━━ RECORDS FOR THE EXERCISE ━━

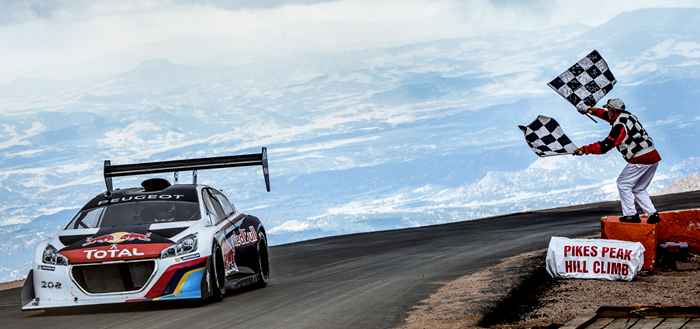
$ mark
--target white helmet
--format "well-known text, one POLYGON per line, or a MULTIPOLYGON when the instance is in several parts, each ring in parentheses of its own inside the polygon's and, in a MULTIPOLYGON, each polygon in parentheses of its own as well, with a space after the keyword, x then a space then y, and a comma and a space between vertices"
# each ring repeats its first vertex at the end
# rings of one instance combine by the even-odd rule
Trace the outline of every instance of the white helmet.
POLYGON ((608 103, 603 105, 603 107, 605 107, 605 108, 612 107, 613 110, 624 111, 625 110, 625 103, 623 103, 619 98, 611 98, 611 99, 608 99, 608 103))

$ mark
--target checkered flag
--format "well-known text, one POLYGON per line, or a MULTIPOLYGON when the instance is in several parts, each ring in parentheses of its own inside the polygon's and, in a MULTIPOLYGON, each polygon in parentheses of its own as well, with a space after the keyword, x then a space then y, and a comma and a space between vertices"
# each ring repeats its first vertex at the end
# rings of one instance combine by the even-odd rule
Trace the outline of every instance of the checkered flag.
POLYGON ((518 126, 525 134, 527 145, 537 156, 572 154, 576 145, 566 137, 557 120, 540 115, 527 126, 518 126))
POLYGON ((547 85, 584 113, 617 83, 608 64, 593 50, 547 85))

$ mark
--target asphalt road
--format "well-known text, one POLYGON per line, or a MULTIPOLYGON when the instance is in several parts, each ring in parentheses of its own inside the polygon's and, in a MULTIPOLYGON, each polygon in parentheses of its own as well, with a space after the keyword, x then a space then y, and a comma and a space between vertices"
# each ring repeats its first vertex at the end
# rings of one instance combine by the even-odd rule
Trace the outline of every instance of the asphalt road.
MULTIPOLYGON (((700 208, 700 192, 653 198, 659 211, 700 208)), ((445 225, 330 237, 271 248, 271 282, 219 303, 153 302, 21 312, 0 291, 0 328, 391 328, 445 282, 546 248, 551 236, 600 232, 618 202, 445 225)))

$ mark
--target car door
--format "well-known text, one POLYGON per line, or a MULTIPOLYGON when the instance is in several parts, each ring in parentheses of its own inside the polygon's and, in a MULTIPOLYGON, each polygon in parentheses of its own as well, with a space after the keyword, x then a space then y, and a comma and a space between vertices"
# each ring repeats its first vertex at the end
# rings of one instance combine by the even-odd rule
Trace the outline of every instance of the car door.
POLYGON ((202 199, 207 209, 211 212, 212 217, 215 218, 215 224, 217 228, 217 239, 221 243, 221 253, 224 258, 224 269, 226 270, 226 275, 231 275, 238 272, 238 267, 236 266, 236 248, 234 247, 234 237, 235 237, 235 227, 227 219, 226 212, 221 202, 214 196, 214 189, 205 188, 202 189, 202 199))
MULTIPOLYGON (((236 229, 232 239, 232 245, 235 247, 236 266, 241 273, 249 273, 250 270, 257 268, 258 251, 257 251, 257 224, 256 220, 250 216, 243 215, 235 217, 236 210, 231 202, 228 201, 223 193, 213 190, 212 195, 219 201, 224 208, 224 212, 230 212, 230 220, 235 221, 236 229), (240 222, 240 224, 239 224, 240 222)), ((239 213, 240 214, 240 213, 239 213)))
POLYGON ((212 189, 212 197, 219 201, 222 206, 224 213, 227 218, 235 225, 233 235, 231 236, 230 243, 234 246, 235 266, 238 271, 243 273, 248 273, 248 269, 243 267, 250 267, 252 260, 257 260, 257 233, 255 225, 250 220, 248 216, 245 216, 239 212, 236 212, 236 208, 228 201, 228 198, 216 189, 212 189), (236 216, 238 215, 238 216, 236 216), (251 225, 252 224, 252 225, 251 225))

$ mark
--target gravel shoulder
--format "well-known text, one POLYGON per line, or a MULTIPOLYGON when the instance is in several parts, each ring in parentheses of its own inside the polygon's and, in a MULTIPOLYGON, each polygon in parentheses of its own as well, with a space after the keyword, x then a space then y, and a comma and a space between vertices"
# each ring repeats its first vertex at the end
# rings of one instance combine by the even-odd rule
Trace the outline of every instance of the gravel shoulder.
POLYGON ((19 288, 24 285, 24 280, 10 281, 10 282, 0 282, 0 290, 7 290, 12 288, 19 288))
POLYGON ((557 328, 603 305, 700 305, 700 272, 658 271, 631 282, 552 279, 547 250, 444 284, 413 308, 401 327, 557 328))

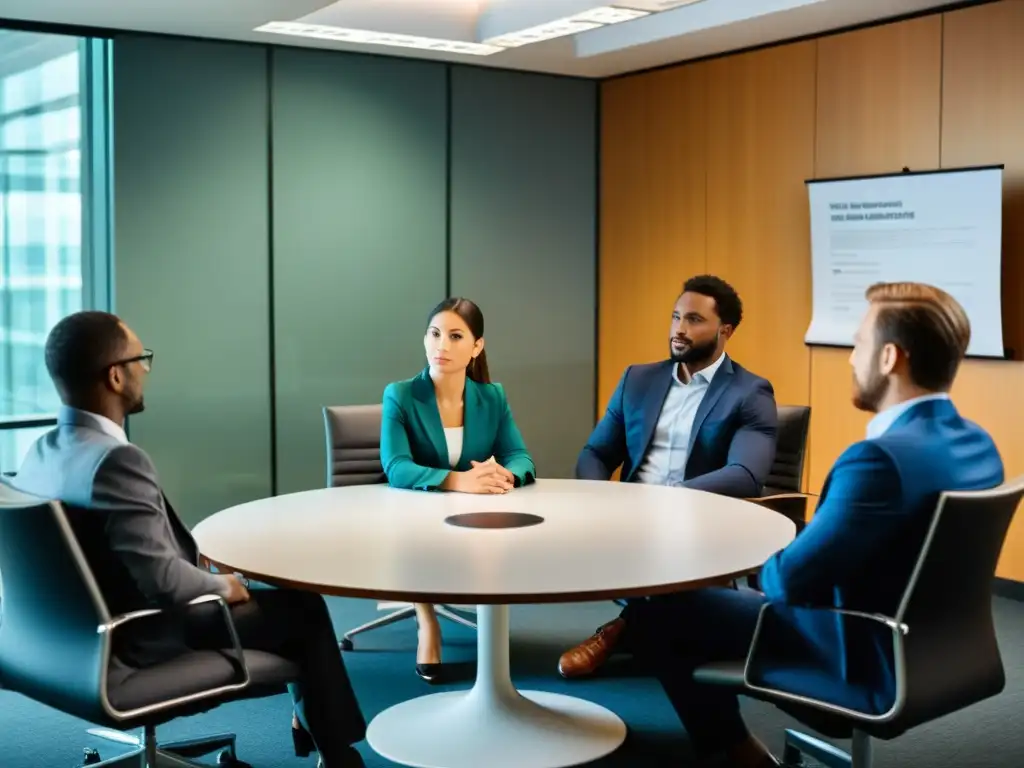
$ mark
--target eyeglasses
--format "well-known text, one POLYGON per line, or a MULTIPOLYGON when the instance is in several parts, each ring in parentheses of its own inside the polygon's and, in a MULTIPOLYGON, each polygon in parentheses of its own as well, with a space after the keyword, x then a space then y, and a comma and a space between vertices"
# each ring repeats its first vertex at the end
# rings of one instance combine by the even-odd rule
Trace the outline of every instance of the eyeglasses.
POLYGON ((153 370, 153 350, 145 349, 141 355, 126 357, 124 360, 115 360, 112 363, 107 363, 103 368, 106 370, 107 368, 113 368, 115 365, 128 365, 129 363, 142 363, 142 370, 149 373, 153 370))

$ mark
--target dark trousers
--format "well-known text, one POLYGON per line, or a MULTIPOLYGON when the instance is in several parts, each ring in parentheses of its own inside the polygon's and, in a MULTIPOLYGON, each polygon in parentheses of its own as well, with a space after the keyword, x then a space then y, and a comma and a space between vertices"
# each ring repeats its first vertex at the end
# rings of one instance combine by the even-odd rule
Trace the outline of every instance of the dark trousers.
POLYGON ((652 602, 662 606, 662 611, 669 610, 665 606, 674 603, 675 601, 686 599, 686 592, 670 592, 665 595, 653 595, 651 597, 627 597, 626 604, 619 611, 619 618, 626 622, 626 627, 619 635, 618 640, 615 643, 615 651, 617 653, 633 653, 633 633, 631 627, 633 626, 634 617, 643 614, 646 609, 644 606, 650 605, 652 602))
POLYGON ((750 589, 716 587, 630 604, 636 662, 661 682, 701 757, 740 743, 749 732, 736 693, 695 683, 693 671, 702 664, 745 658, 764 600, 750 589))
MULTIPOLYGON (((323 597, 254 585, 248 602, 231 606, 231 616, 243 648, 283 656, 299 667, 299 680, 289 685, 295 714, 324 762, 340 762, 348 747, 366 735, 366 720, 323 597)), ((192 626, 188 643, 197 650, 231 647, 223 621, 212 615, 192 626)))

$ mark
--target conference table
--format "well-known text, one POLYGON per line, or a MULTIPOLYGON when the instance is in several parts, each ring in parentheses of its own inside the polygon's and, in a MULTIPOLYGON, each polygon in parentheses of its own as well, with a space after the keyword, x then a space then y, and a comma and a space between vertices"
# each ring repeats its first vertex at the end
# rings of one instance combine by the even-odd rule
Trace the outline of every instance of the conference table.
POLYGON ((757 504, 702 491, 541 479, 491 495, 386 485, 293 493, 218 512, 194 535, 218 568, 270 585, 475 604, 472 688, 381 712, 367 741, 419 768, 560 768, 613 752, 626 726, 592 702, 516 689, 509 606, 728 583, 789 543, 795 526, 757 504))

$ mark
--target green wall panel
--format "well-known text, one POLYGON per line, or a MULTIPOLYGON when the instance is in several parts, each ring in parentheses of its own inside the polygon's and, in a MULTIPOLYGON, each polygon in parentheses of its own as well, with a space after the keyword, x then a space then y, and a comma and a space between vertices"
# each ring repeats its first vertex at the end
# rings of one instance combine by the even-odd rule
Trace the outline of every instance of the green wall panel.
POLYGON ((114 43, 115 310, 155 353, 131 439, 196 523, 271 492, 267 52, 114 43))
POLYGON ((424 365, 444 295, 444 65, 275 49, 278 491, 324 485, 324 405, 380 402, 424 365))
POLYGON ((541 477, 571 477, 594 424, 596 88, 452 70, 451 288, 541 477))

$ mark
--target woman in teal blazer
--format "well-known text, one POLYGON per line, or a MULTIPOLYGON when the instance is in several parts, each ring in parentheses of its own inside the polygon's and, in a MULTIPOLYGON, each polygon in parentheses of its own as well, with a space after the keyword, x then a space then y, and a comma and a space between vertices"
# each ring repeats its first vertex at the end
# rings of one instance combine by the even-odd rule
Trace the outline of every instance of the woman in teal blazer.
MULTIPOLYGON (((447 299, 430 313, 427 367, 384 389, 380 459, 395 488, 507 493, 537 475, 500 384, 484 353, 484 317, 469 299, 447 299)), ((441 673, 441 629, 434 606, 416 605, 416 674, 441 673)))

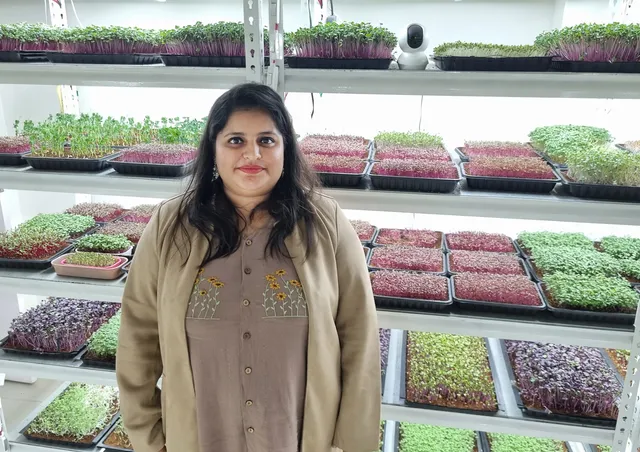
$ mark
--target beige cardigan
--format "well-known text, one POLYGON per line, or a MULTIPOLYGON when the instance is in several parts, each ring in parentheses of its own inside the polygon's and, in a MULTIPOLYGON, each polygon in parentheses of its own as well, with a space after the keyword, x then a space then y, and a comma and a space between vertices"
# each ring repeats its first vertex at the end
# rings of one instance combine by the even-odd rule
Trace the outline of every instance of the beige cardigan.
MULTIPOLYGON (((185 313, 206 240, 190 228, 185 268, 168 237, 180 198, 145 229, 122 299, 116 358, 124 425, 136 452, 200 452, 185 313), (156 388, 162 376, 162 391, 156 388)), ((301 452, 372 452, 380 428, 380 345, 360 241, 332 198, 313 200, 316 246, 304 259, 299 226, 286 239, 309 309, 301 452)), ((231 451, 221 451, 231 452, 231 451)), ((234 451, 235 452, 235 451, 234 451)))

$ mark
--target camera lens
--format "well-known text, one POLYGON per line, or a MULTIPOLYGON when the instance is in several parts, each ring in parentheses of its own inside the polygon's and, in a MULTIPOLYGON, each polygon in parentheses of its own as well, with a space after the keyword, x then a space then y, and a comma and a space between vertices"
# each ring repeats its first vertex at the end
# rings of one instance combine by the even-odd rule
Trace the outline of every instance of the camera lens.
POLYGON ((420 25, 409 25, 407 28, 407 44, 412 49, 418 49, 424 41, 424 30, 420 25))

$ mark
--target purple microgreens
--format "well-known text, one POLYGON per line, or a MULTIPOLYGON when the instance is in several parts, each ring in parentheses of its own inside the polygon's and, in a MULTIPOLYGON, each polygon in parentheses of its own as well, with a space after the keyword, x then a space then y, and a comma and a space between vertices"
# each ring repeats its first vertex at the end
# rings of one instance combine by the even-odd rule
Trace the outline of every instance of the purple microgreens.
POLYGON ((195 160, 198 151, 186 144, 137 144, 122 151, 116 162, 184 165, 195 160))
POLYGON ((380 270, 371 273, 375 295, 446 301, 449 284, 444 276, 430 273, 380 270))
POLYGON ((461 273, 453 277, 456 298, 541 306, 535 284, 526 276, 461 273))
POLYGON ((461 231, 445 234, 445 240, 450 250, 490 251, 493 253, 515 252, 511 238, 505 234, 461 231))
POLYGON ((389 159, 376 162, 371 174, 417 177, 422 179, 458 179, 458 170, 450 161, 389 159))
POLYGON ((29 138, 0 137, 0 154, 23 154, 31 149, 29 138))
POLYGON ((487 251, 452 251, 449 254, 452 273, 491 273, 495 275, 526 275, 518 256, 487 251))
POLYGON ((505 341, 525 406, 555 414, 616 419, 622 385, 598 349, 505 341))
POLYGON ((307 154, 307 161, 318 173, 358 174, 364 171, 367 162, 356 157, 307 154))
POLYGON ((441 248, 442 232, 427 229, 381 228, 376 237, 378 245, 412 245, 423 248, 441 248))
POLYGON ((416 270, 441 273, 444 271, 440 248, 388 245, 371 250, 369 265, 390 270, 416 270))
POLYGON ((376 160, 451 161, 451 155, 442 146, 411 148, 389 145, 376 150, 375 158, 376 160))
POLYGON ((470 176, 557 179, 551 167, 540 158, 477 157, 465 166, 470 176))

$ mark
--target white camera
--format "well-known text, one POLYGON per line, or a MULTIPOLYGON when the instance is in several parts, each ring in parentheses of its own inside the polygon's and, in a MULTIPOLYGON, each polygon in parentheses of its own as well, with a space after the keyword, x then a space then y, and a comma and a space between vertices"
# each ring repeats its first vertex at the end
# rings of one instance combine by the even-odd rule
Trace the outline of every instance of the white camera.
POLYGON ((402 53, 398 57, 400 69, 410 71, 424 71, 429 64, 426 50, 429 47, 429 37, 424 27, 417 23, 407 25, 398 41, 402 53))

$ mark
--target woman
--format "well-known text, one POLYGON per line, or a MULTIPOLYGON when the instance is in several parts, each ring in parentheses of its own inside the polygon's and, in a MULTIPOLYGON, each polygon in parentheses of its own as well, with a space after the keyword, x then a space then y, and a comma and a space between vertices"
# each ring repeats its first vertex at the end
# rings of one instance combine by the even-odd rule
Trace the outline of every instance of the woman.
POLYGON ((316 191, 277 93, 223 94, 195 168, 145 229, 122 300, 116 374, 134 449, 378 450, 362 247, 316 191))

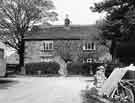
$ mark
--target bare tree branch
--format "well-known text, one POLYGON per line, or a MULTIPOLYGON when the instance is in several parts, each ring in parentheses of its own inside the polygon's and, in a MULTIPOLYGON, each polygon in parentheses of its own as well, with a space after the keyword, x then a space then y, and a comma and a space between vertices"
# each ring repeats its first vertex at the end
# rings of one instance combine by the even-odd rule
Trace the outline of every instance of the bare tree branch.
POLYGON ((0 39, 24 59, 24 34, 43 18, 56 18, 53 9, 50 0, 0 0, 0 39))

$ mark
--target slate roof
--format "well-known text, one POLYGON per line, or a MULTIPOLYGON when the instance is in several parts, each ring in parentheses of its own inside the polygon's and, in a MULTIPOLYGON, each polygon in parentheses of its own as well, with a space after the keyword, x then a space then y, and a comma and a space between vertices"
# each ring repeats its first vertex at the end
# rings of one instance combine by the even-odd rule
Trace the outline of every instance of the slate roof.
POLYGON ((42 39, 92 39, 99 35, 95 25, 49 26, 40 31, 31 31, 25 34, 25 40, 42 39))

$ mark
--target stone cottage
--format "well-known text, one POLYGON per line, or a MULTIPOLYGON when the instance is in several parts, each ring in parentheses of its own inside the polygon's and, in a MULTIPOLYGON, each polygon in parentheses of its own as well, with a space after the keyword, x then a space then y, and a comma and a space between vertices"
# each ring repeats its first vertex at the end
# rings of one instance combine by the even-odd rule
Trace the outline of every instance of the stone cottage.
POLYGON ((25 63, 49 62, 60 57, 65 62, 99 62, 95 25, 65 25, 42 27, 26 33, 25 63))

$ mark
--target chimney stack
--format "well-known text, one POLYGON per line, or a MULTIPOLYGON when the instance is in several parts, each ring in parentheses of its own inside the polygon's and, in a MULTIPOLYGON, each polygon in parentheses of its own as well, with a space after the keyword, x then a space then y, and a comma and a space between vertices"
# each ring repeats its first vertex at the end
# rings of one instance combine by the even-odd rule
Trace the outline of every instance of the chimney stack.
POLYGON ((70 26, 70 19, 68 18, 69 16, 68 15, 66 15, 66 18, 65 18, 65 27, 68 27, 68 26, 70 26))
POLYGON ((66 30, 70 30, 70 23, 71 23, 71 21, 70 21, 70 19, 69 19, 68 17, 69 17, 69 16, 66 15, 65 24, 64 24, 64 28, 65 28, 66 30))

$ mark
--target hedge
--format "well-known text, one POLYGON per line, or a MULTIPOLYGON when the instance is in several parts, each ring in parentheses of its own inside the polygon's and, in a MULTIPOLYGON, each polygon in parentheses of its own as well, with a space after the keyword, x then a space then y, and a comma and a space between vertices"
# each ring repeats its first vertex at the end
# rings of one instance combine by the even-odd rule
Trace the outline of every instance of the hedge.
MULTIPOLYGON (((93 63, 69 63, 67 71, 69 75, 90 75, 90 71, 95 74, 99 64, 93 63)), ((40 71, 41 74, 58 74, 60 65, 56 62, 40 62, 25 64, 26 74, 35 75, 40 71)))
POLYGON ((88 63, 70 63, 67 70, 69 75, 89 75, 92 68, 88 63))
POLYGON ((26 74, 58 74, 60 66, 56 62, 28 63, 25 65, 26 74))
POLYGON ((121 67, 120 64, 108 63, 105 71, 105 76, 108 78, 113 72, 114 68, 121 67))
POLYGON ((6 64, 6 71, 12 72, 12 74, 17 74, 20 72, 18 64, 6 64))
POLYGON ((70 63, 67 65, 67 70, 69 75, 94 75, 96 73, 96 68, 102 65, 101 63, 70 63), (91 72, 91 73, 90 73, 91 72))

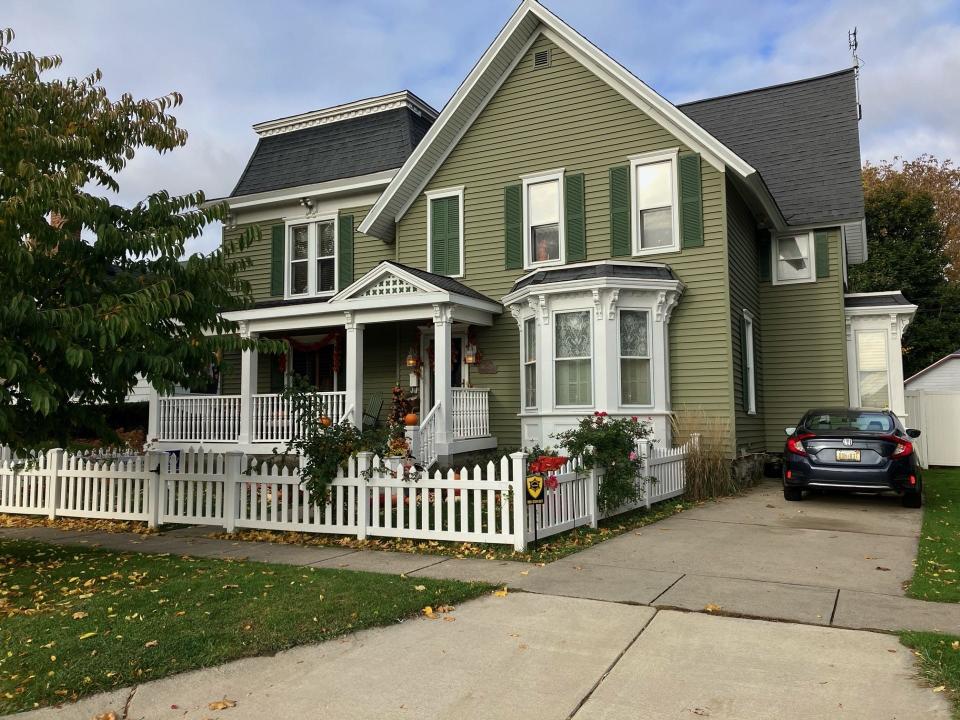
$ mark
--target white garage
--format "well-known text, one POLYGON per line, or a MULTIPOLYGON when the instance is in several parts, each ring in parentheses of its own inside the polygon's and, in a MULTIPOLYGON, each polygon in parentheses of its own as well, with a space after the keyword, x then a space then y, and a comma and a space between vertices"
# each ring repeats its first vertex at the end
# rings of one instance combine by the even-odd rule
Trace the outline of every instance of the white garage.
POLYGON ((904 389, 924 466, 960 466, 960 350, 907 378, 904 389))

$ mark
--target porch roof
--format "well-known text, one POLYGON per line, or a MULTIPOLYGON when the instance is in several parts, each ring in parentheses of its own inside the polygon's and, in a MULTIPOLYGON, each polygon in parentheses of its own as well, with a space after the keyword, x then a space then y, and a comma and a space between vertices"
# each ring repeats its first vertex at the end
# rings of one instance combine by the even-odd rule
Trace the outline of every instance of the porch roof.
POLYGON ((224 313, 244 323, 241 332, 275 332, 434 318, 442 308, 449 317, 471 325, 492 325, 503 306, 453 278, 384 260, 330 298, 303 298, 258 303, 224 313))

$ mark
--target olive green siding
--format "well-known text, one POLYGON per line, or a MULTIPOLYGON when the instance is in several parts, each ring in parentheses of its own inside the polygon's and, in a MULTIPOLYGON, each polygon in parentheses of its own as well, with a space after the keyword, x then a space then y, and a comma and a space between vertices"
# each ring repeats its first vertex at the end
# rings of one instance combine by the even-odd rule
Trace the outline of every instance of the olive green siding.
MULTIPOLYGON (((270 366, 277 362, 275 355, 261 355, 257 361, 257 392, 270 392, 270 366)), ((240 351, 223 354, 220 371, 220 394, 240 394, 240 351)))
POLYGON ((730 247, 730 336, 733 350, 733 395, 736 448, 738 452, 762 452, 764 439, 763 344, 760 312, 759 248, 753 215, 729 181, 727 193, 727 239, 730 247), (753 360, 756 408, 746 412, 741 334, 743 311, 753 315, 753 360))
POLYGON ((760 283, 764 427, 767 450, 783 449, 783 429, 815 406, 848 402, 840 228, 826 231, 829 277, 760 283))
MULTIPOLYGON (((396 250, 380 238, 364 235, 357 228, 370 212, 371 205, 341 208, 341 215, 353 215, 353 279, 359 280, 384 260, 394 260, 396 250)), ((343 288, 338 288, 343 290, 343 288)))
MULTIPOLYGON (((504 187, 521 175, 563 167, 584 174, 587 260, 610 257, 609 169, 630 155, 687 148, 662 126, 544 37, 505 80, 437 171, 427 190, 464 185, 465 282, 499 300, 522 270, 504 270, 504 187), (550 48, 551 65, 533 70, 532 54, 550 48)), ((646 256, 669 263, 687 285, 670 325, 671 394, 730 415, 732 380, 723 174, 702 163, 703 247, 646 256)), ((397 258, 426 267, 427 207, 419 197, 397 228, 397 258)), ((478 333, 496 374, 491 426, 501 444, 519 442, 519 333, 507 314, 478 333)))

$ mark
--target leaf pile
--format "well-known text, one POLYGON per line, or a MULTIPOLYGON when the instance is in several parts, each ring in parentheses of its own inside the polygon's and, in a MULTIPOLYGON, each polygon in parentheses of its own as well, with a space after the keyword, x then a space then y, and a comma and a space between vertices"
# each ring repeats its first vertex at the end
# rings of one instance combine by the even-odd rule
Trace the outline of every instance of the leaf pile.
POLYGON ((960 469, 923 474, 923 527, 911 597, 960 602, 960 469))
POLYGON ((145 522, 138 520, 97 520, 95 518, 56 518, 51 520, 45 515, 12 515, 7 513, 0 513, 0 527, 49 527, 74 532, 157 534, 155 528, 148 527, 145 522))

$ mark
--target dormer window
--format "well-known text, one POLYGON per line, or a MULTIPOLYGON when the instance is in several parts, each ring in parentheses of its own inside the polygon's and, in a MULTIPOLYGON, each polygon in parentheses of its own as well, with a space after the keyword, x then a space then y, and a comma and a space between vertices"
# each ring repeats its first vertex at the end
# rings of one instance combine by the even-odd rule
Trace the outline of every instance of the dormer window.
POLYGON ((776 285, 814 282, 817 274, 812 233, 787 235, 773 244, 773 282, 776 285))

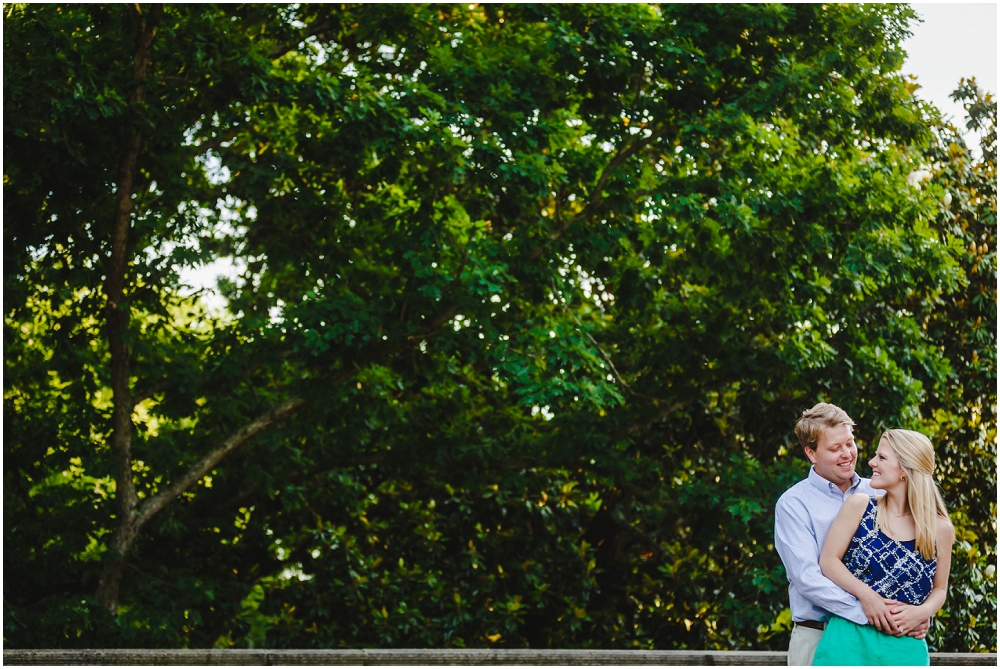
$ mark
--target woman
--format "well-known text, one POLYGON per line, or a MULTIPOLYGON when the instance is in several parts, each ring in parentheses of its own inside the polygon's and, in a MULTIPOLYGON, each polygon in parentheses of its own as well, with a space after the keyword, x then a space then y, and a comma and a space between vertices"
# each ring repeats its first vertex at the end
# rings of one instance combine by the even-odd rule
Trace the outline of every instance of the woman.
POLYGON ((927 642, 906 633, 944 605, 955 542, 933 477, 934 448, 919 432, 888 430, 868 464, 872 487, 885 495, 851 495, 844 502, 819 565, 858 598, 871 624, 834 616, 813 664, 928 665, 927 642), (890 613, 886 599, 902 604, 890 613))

━━━

TO DO -
Give exactly those lines of the listing that run from its first line through the line with "--target asphalt road", leaving each picture out.

SOLUTION FOR THIS PROBLEM -
$ mark
--target white helmet
--format "well-known text, one POLYGON per line, or a MULTIPOLYGON when the instance is in several parts, each ring in parentheses of its own inside the polygon's and, in a MULTIPOLYGON, each polygon in parentheses of its own as well, with a space after the keyword, x then a space then y, and a comma and a space between vertices"
# each ring repeats its first vertex at the end
# rings of one instance combine by the even-odd rule
Trace the outline of every instance of the white helmet.
POLYGON ((608 103, 603 105, 603 107, 605 107, 605 108, 612 107, 613 110, 624 111, 625 110, 625 103, 623 103, 619 98, 611 98, 611 99, 608 99, 608 103))

$ mark
--target checkered flag
--format "well-known text, one POLYGON per line, or a MULTIPOLYGON when the instance is in several parts, each ring in parentheses of its own inside the polygon's and, in a MULTIPOLYGON, each polygon in parentheses of its own as well, with a space after the keyword, x then a space then y, and a comma and a space between vertices"
# each ring repeats its first vertex at the end
# rings of one instance combine by the even-odd rule
Trace the outline of every instance of the checkered flag.
POLYGON ((518 126, 525 134, 527 145, 537 156, 572 154, 576 145, 566 137, 557 120, 540 115, 527 126, 518 126))
POLYGON ((547 85, 584 113, 617 83, 608 64, 593 50, 547 85))

$ mark
--target asphalt road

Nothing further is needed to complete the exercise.